Extract the whole listing as it stands. Do not include the pictures.

%%

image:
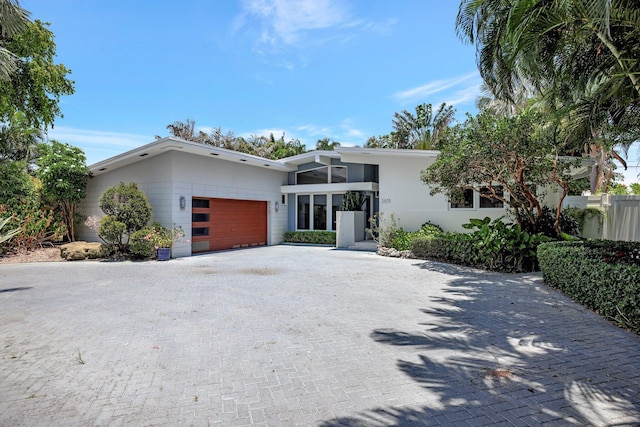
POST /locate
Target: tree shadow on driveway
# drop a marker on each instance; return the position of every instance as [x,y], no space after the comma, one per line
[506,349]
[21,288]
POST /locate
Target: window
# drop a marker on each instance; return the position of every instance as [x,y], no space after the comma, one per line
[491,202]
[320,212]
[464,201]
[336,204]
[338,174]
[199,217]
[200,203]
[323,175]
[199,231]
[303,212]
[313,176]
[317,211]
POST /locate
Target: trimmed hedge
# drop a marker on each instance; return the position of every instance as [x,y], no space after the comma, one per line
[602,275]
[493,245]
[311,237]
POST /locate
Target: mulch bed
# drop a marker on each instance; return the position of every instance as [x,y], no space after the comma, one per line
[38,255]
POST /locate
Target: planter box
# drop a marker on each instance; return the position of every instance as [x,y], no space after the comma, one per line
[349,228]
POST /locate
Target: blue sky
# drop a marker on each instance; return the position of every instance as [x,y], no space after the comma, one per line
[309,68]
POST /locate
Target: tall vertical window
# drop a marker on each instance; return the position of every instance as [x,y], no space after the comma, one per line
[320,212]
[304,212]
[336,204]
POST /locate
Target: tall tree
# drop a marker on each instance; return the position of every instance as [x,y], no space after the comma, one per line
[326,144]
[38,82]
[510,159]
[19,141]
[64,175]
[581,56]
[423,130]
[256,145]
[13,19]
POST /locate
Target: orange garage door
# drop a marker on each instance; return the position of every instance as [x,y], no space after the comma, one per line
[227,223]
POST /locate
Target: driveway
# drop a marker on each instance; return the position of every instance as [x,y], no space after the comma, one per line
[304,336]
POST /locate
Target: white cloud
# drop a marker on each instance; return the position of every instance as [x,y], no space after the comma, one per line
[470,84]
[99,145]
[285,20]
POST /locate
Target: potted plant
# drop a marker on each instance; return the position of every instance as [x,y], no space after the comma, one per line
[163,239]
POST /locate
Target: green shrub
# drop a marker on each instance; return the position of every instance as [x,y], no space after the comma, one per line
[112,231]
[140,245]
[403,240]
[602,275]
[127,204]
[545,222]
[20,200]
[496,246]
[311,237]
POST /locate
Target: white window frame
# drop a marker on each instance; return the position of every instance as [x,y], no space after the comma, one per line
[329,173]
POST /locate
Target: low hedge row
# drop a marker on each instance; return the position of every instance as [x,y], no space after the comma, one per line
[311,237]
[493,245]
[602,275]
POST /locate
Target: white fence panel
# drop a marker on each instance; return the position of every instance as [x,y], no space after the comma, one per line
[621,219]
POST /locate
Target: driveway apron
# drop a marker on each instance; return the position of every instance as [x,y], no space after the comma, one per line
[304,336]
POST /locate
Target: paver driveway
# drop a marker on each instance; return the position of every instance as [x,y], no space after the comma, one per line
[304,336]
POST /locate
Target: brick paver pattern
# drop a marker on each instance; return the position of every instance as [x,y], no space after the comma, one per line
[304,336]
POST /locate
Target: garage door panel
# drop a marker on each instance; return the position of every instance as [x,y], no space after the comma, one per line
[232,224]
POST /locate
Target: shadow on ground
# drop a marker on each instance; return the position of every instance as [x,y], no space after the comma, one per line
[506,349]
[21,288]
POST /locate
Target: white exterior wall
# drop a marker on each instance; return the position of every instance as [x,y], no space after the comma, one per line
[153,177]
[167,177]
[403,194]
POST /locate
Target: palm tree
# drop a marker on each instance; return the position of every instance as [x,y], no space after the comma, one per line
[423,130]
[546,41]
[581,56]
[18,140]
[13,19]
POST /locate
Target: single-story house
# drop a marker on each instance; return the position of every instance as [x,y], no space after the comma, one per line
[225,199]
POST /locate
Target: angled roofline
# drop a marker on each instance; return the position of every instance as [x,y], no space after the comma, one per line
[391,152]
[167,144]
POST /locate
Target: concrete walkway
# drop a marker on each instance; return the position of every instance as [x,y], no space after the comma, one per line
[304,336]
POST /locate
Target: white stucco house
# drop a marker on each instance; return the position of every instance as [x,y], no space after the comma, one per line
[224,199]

%%

WRITTEN SOLUTION:
image:
POST /locate
Target: tree shadow on driveway
# drop a marker on each instance; return the position of every instance as [x,y], no space after the comma, one per line
[506,349]
[21,288]
POST /locate
Target: window
# drop a marker on each instance; return the position of every instance as [x,y], no space after the comma, one per line
[491,202]
[320,212]
[464,201]
[336,204]
[338,174]
[199,217]
[200,203]
[323,175]
[199,231]
[303,212]
[313,176]
[317,211]
POST /locate
Target: trimmed hedge
# drop a marker on each instance; return the position of every instance as [x,y], no space after the comma, one per line
[602,275]
[493,245]
[311,237]
POST /locate
Target: mulch bed
# drop a marker on each instance; return the position of every instance as [x,y], no space after the comma, one per line
[38,255]
POST /locate
Target: planter box
# drop a marker on each instance; return the position of every instance as [x,y], no space after the comma, one per line
[349,228]
POST /locate
Target: blue sky
# drop a marker on each instance; return the position of every instance as [x,y], no space after the comma, one per line
[309,68]
POST /locate
Target: tall vertical window
# drop a marker on each instance; return the position of every instance as [x,y], no space after the comma, one per line
[320,212]
[304,212]
[336,204]
POST /locate
Target: tall tree
# drop a marker on each instance; return the position of every instance as [x,y], no space after the comma, one per line
[326,144]
[38,82]
[510,159]
[19,141]
[64,175]
[581,56]
[423,130]
[256,145]
[13,19]
POST /locate
Target: orange garage door
# drop a marker on each instance; return the position of every instance as [x,y], no space after the comma, one per line
[227,223]
POST /locate
Target: driveway
# drop a marker on each instance; return the position of every instance as [x,y], no space after the comma, one per line
[304,336]
POST /locate
Target: white cloud
# drop a marker on each instance; return the position of every instance as [x,y], no space after the comma, one per line
[470,84]
[99,145]
[285,20]
POST /locate
Target: potted plant
# drop a marker on each instance; return the position of every instance as [x,y], no space after the comma, one per line
[163,239]
POST /locate
Target: green shrub
# drop a marker on each instance; return the position of every instance as [x,y], no space after the comma, one per line
[112,231]
[140,245]
[403,240]
[602,275]
[127,204]
[545,222]
[20,200]
[496,246]
[311,237]
POST /locate
Target: white window frame
# drop a marker on each instance; return the position of every instance as [x,y], no space after the comma, one per line
[329,173]
POST /locate
Target: low hedge row
# drop a marker on each instance; return the position of every instance as [x,y], no space after the comma, one per line
[311,237]
[493,245]
[602,275]
POST /locate
Target: white fence panel
# drop a marker on each instance; return the position of every instance as [x,y], no space after the comma, one per line
[621,219]
POST /locate
Target: driveway apron
# drop a marker on each instance; return the position of every instance as [x,y], no space after the comma, one per line
[304,336]
POST /locate
Target: paver driveway
# drop a marker on each instance; return the position of every instance as [x,y], no space after the comma, one per line
[304,336]
POST /locate
Target: brick paver pattern
# drop a marker on each instance; return the position of every instance as [x,y], no space after the comma, one per line
[304,336]
POST /locate
Target: garage door panel
# drop a marker on each instance; return the position of every instance as [x,y], no space after the comma, one per line
[232,224]
POST /locate
Target: shadow on ground
# drop a marker on each instance; return the position of every instance as [x,y], no space after the comma, one per line
[506,349]
[21,288]
POST /locate
Target: white exterior wall
# drop a marker on each instance; return the position of every instance as [x,y], no space after the comma, one per line
[153,177]
[167,177]
[403,194]
POST /locate
Target: palm tree
# drop a marker on each instance; return the position of every instance as [x,y], no space after the comma, one per line
[423,130]
[546,41]
[581,56]
[18,140]
[13,19]
POST /locate
Target: single-story house
# drop a marker on each instance; return the position of every instance as [x,y], no space after the comma, one per line
[225,199]
POST /locate
Target: angled roofline
# drop a marker on each instance; return the position of every instance as [x,y], no space after the comma, one per line
[391,152]
[167,144]
POST /locate
Target: concrete walkway
# drop a marker on each instance; return the position of every instance as [x,y], no space after the comma, one per line
[304,336]
POST /locate
Target: white stucco house
# drop a marker on each instance; return the position of every instance as [x,y], no space after the comma, one per line
[224,199]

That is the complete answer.